YOUR ASSIGNMENT:
Collect the lines of the entries where "orange" shows up.

[Dataset entries]
- - - -

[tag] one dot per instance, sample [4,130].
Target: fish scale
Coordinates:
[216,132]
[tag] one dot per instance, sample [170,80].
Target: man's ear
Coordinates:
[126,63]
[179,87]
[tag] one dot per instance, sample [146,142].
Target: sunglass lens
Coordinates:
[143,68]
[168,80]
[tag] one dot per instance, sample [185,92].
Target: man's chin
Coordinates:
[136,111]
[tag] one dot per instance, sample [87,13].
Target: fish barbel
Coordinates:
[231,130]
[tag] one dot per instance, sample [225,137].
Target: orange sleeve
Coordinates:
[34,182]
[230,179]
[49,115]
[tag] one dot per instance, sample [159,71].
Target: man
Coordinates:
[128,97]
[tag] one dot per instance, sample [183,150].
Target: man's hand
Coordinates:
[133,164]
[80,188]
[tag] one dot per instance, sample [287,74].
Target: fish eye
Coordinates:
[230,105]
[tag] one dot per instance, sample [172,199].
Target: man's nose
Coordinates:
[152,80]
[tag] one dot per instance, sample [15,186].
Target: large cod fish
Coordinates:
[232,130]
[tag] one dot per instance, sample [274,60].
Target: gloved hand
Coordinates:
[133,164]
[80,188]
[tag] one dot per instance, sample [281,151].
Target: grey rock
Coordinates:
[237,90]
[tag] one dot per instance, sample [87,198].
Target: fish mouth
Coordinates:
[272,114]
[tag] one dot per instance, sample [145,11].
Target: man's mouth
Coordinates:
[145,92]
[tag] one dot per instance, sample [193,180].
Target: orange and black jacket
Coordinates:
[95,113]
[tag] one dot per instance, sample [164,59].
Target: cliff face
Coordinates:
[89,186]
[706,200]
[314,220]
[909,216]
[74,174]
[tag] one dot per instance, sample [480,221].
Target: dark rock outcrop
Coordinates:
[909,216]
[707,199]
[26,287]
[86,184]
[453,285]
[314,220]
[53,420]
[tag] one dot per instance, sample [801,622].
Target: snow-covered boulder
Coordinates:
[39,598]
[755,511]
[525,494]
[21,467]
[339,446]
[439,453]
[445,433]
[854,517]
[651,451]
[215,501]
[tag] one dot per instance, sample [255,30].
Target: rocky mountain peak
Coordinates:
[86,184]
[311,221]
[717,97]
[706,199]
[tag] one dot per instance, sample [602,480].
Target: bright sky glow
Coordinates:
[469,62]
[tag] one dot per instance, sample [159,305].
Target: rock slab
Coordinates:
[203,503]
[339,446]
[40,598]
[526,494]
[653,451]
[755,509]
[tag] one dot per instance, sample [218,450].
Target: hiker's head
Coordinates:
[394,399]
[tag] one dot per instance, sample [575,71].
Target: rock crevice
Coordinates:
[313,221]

- - - -

TASK RESULT:
Target: orange sleeve
Target: orange and black jacket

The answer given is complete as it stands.